§ Instructions to follow: Output the opening lines of the records exactly. End with the line that contains "Target: clothing tag on sweater".

Region pointing data:
- - - - - - -

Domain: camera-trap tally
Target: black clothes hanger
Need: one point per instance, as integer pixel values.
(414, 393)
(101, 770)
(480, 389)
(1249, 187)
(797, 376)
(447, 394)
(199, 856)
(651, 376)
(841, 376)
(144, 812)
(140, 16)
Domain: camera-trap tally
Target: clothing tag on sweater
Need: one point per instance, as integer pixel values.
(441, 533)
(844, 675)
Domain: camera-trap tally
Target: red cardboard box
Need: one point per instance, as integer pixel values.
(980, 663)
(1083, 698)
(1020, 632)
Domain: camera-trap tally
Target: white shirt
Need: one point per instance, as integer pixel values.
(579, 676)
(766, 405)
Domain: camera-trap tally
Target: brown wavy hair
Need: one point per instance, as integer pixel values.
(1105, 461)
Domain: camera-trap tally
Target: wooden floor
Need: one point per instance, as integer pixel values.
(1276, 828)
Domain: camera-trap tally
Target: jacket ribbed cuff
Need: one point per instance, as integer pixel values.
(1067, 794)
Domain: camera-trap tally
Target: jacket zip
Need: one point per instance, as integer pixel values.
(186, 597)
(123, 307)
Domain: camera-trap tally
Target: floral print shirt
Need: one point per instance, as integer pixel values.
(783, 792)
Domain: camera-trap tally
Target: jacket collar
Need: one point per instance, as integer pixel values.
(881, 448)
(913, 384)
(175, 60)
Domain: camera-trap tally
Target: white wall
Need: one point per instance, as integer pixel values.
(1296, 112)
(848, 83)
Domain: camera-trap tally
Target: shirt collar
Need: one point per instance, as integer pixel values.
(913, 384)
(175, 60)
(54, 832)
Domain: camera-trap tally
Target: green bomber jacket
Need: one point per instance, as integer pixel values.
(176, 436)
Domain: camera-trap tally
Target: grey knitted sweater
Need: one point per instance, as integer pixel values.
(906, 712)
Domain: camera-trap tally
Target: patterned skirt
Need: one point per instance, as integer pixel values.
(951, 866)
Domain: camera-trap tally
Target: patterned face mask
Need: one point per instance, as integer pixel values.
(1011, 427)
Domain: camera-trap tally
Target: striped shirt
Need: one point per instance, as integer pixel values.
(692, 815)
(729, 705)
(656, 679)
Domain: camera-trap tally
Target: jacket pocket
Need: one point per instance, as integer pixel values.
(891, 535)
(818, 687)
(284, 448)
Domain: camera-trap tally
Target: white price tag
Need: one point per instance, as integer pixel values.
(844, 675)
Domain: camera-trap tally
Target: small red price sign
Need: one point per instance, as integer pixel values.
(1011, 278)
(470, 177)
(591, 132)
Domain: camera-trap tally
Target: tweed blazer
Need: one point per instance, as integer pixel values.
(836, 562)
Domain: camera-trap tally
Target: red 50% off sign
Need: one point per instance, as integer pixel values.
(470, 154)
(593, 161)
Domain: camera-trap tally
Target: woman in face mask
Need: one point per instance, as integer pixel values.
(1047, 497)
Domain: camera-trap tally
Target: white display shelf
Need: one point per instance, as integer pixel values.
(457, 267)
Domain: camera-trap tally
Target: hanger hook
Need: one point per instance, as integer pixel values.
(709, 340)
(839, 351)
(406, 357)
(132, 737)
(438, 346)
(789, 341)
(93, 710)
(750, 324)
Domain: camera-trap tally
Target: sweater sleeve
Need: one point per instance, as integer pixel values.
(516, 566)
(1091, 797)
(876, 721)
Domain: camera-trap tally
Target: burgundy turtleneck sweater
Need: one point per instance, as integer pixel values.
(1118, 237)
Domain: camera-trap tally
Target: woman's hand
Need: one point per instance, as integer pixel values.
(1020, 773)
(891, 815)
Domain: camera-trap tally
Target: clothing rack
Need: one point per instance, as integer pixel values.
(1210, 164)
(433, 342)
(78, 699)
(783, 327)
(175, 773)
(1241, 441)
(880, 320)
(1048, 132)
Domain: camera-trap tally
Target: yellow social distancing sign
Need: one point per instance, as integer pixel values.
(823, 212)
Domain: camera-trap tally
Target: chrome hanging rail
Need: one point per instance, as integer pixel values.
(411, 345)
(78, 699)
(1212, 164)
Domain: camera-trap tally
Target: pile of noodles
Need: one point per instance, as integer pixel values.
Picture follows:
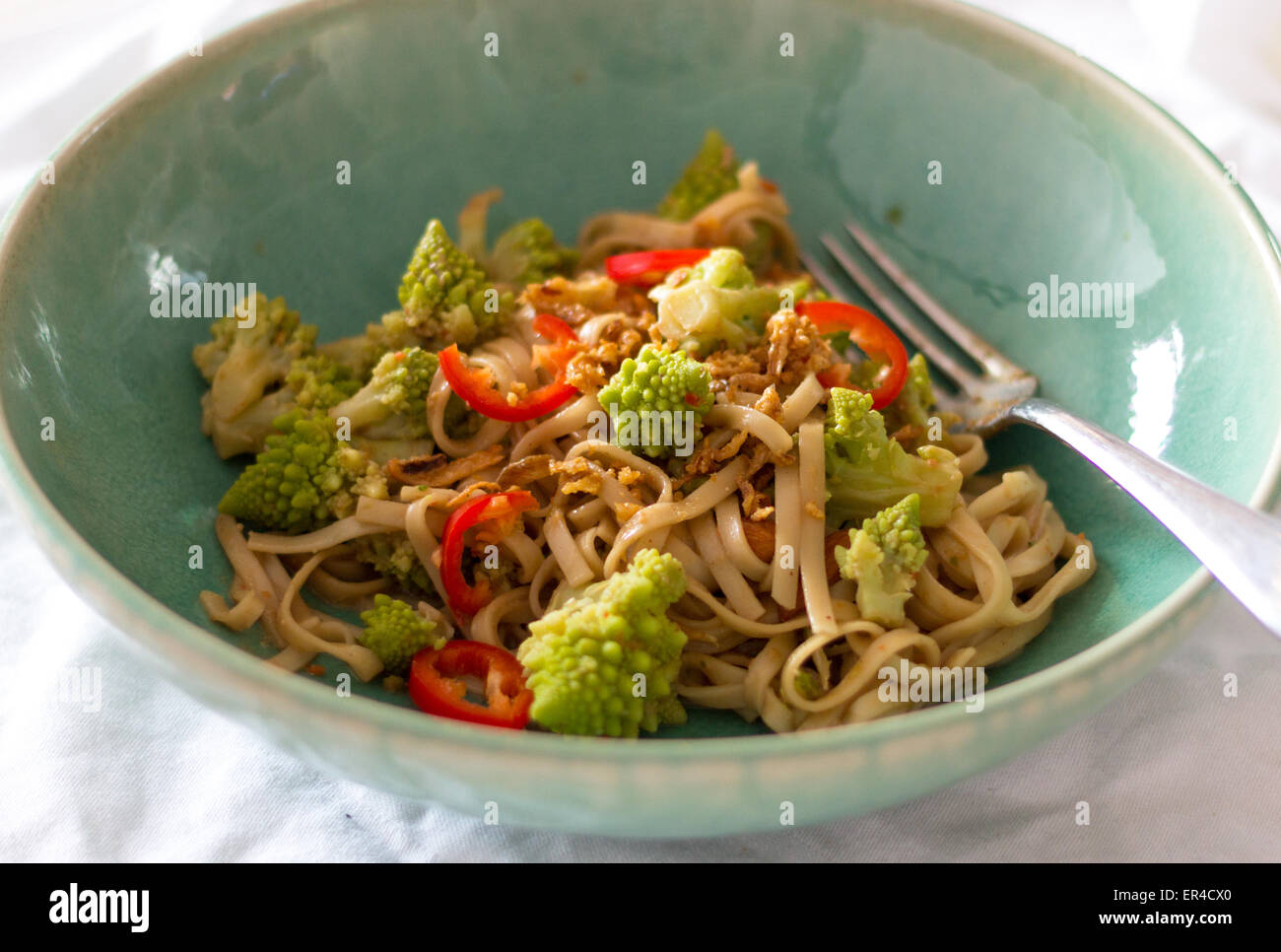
(993, 575)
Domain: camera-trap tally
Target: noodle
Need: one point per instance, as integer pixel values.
(776, 627)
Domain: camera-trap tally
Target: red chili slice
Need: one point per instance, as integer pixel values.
(475, 384)
(436, 687)
(871, 336)
(648, 268)
(503, 509)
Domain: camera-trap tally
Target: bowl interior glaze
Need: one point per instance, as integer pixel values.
(226, 168)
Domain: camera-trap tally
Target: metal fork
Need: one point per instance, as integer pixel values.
(1241, 546)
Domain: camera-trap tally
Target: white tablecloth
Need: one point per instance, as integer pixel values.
(1174, 771)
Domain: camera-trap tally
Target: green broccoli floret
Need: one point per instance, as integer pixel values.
(360, 353)
(319, 382)
(909, 415)
(583, 658)
(396, 391)
(656, 380)
(528, 252)
(392, 555)
(716, 303)
(247, 370)
(395, 632)
(808, 684)
(866, 470)
(709, 174)
(884, 558)
(305, 478)
(446, 295)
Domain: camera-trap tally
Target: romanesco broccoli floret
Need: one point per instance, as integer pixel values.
(605, 661)
(318, 382)
(654, 385)
(883, 559)
(867, 472)
(908, 418)
(305, 478)
(528, 252)
(395, 632)
(395, 397)
(392, 555)
(446, 296)
(247, 368)
(716, 303)
(709, 174)
(808, 684)
(360, 353)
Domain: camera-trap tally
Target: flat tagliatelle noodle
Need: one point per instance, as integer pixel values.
(764, 610)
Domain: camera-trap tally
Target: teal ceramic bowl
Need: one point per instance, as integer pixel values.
(223, 166)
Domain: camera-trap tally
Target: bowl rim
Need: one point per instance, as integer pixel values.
(236, 674)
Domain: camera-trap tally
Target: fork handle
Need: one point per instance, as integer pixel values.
(1241, 546)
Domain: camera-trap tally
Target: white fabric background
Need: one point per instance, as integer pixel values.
(1173, 771)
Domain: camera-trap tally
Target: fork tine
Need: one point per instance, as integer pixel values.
(982, 353)
(938, 358)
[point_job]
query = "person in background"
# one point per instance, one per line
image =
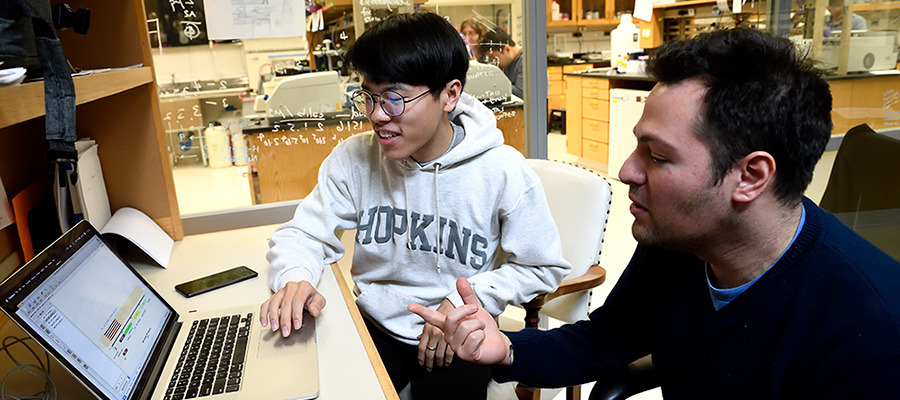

- - - - - - -

§ Exercise response:
Domain: camera-trap tally
Target: black clothes hanger
Need: one point per instance, as integer pixel values.
(414, 393)
(101, 770)
(480, 389)
(1249, 187)
(797, 376)
(447, 394)
(199, 856)
(651, 376)
(841, 376)
(144, 812)
(140, 16)
Domain: camera-trap tally
Target: clothing tag on sweater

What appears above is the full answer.